Saved entries —
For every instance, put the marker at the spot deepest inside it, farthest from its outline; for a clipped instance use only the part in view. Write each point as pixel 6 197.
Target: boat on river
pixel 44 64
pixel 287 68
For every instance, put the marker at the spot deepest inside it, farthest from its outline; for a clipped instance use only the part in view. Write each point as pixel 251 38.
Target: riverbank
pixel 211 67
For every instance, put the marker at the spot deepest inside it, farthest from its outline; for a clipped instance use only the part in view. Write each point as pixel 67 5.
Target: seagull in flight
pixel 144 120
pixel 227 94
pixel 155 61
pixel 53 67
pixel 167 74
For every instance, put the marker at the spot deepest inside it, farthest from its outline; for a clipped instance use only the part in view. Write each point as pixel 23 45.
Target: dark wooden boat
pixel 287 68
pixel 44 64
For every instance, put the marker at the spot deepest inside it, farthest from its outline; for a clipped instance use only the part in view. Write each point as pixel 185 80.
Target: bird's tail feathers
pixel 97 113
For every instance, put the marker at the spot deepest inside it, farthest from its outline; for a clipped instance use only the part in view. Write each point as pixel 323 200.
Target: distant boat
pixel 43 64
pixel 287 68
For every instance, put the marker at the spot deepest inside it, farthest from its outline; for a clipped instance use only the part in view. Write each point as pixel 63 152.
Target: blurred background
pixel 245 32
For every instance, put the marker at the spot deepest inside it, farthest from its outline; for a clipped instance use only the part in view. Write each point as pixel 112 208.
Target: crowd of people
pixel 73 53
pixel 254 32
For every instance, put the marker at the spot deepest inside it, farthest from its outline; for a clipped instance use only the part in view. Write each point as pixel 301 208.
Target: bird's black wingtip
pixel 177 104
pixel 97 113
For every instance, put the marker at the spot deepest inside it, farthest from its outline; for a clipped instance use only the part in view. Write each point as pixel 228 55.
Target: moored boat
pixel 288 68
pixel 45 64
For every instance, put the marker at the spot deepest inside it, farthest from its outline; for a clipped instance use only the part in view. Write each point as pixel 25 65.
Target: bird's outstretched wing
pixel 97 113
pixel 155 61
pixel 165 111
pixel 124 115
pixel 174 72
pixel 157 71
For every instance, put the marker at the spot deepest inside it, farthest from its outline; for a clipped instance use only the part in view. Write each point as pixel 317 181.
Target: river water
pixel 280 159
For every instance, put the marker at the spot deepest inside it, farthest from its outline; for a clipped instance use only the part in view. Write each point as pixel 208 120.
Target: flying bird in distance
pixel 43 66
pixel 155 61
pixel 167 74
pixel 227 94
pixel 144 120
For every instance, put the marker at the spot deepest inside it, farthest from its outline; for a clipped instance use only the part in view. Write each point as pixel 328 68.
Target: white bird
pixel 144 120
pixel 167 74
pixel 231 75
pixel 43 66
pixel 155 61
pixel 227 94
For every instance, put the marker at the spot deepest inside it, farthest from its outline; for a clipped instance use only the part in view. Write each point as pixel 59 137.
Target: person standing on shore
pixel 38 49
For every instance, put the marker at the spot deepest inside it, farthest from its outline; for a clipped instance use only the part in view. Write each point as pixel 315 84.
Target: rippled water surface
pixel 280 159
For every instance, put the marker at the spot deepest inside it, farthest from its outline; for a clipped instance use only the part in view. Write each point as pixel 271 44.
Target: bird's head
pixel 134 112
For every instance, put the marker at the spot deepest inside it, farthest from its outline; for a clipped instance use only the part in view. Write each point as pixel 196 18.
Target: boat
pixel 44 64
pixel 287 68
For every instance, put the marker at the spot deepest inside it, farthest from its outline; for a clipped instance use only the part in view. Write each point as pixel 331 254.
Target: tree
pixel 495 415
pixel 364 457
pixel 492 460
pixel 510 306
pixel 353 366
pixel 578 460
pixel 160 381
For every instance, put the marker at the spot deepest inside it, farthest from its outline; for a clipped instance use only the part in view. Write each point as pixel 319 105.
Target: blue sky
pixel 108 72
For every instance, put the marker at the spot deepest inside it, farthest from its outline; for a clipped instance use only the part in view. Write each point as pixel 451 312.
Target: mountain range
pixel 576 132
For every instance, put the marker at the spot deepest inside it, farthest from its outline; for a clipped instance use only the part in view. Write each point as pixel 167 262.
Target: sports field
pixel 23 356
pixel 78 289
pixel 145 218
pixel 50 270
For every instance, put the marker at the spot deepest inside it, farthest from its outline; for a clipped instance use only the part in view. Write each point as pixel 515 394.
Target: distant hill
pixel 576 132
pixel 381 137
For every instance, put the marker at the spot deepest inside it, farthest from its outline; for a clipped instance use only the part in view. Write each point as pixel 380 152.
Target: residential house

---

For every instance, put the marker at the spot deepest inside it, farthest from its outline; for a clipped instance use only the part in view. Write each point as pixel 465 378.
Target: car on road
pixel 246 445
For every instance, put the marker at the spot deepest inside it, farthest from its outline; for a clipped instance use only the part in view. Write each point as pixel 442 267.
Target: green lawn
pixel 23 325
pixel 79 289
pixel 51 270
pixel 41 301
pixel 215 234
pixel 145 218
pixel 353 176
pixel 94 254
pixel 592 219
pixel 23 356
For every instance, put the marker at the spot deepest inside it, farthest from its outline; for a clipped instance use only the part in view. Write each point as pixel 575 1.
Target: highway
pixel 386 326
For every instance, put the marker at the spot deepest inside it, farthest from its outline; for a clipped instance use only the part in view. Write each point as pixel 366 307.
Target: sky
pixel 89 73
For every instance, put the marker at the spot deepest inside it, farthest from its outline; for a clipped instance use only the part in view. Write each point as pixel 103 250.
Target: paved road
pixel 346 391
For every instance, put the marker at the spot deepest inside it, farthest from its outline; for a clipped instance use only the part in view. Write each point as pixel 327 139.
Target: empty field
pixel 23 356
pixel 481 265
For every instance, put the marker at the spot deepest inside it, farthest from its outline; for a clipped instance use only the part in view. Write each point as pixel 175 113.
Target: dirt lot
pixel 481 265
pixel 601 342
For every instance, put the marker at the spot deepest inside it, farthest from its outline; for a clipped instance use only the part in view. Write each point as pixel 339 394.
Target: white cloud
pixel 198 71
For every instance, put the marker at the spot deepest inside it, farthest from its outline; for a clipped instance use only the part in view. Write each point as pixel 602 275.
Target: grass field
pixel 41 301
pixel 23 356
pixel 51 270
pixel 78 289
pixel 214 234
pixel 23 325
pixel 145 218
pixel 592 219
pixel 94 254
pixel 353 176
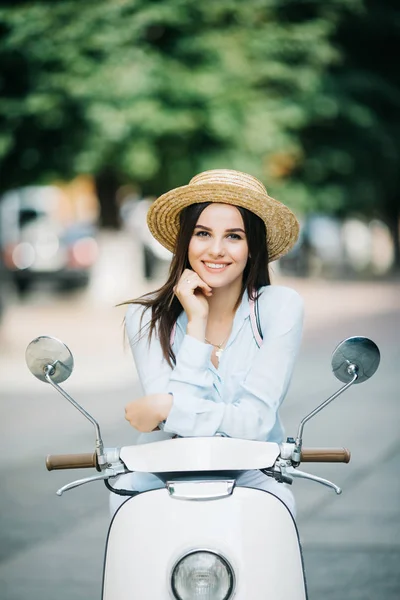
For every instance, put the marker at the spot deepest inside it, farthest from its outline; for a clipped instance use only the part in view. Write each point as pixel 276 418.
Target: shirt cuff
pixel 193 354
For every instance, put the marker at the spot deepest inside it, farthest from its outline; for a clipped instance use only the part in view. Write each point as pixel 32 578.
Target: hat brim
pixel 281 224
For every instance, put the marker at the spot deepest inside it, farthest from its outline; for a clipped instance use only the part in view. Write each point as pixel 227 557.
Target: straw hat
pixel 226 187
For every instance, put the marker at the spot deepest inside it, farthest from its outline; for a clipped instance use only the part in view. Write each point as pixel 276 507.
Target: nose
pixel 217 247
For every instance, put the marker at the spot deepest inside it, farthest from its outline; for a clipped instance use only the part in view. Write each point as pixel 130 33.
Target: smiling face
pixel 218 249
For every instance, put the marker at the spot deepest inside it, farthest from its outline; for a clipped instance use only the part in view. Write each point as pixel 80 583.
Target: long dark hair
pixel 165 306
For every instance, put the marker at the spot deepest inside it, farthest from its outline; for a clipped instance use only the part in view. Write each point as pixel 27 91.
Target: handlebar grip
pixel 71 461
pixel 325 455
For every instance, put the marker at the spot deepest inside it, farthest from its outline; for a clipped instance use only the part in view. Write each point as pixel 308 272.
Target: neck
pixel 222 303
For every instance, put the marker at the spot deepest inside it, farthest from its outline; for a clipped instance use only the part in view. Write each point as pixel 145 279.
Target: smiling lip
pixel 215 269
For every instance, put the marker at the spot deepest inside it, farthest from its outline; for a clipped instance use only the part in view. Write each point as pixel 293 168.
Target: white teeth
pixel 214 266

Work order — Looking above, find the stretch of lines that opens with the one holding "Target: dirt lot" and closes with the one holding "pixel 276 418.". Copy it exactly, pictures excluded.

Reply to the exercise —
Target: dirt lot
pixel 481 265
pixel 601 342
For every instance, put the marker at the spot deepest inside it, farthest from its outline; for a clipped instance use only the part in view. Write each point as pixel 339 394.
Target: white cloud
pixel 198 71
For every instance, put the marker at the spot deepest inside it, farthest from its outline; for a clipped instance use only the part in view. Write each point as pixel 602 275.
Target: grass field
pixel 41 301
pixel 23 356
pixel 51 270
pixel 78 289
pixel 214 234
pixel 23 325
pixel 145 218
pixel 592 219
pixel 94 254
pixel 353 176
For every instance, put the marker at the spot deepest inside it, farthest from its outline; for a clipped instance use only the part in view. Write each point as pixel 276 418.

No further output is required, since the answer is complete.